:: Set task ::
Please list every row below that contains the word "shrub", copying each one in full.

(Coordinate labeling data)
..........

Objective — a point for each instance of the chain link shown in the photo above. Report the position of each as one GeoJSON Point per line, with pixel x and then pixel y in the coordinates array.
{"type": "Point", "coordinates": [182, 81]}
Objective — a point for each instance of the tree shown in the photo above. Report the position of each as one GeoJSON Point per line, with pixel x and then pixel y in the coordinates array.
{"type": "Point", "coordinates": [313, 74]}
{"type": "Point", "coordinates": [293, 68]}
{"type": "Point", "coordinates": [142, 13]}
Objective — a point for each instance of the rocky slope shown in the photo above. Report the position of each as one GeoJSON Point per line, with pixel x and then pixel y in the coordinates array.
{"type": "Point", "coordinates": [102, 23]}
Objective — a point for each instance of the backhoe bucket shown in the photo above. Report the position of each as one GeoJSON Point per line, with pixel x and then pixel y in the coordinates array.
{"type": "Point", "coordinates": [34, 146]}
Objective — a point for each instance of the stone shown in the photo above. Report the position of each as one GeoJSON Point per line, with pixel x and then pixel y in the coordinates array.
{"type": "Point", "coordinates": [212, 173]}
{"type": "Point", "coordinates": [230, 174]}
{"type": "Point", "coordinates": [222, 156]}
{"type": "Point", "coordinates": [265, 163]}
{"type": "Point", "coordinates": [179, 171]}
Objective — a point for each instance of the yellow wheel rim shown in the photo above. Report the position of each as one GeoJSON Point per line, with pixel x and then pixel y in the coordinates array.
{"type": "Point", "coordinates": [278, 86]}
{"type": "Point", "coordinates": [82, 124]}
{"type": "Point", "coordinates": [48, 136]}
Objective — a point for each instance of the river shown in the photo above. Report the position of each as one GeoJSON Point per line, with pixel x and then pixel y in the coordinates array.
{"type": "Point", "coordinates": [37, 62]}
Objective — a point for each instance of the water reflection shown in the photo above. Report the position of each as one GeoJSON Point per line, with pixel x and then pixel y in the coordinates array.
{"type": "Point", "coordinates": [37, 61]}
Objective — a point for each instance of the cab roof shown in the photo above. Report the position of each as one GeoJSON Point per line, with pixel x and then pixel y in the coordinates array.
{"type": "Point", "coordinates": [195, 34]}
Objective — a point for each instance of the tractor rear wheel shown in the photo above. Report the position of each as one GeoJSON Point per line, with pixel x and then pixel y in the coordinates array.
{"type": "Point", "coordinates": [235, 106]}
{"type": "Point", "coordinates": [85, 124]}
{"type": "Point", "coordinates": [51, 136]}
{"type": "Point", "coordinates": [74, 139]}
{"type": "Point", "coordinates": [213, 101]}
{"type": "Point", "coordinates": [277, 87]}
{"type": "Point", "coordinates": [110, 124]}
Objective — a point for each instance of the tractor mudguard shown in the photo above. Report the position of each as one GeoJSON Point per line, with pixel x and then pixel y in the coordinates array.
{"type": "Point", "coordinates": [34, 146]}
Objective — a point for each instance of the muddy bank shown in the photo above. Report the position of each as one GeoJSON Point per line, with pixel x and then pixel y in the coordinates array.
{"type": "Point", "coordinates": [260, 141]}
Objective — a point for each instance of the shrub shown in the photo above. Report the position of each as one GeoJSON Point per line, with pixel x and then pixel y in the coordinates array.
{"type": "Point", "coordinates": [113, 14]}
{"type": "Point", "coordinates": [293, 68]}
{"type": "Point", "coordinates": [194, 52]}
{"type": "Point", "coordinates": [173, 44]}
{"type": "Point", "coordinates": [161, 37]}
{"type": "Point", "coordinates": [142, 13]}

..........

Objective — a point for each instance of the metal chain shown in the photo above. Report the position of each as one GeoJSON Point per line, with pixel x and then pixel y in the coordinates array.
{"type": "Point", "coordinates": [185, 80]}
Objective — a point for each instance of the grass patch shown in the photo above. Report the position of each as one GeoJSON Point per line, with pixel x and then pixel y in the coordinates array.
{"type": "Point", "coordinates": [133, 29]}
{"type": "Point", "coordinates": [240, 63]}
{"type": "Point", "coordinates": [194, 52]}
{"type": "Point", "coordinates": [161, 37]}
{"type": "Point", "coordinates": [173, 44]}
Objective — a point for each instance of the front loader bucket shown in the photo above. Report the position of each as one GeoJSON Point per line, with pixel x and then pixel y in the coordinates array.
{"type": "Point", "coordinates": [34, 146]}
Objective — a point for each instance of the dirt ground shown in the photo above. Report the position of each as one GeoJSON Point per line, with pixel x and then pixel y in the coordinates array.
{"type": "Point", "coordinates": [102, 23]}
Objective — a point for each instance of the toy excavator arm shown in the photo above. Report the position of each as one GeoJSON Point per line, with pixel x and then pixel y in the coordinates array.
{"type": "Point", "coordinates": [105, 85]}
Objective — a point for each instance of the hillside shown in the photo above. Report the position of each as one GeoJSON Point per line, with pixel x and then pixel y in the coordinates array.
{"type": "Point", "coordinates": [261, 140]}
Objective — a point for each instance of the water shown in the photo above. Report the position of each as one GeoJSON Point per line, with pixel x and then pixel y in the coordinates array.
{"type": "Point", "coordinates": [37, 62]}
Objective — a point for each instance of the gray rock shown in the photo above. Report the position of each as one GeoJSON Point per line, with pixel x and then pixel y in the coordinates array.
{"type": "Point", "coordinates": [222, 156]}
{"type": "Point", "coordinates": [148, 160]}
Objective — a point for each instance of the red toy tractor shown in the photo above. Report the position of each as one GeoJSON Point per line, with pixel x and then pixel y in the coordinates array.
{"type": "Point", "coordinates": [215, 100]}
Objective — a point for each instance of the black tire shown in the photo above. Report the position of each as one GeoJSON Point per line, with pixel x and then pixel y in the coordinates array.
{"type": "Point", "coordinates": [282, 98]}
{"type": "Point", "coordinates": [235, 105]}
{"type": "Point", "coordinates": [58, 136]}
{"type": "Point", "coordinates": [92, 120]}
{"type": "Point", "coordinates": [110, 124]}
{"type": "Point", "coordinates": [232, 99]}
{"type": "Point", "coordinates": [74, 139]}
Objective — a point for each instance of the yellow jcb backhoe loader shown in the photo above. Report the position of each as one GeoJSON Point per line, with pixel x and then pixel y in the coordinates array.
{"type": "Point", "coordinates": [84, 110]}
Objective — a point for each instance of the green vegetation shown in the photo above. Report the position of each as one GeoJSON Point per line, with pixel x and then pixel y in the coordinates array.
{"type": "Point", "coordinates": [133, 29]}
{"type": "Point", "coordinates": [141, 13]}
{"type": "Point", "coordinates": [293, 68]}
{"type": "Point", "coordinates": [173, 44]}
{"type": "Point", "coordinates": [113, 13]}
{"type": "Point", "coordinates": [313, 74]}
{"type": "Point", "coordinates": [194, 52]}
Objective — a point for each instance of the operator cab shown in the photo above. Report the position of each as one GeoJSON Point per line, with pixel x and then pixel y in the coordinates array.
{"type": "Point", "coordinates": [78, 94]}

..........

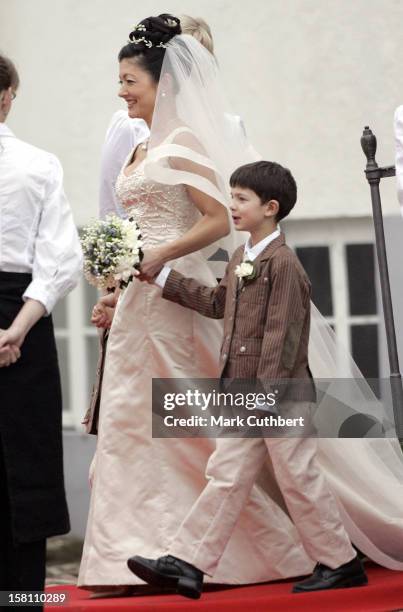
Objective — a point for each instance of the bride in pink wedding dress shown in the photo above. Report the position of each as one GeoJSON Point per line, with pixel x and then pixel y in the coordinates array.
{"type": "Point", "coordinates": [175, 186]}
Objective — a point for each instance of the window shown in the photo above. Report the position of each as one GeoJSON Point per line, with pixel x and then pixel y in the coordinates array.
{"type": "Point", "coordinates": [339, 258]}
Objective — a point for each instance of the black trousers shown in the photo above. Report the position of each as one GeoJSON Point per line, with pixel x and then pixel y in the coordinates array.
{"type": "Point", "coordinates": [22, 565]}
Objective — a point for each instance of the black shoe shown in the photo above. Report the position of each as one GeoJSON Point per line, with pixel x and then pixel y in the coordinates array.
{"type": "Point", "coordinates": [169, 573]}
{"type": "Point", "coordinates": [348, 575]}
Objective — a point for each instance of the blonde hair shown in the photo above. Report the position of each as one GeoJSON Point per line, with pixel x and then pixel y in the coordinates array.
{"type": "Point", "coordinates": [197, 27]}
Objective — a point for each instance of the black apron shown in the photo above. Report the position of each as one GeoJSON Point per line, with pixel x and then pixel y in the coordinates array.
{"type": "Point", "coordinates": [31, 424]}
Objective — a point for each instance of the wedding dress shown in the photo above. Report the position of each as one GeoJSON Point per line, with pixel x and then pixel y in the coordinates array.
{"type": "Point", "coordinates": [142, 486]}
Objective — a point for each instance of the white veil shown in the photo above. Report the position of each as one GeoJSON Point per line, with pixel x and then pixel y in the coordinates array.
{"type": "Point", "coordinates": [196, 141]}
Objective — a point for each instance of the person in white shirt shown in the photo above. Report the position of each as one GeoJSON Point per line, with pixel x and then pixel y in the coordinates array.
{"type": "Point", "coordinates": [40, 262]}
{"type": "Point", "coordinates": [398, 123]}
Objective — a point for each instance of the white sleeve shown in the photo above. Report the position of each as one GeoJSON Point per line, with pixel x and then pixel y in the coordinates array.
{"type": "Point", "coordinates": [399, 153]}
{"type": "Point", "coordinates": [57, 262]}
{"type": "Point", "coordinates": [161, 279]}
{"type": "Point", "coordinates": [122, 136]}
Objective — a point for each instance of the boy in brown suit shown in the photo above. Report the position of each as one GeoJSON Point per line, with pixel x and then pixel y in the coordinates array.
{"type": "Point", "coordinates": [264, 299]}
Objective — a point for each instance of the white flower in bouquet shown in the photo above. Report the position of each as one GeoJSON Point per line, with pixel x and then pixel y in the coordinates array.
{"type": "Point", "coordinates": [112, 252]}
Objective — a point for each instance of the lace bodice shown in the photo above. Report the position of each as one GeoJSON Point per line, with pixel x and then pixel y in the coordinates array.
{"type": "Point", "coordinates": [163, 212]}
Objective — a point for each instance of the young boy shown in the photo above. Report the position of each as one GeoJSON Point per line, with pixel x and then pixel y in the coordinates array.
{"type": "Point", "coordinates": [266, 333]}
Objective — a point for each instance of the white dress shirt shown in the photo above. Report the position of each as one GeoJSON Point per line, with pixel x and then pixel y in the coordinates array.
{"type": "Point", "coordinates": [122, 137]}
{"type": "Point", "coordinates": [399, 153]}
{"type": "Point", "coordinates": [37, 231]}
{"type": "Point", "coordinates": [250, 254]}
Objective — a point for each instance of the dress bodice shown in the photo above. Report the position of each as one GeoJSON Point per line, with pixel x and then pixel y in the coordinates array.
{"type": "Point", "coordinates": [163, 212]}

..........

:: Full output ::
Objective — a point for each instance of the shrub shown in the photo above. Report the position of each as one GeoJSON Point per line, with pixel x and then pixel y in the coordinates array.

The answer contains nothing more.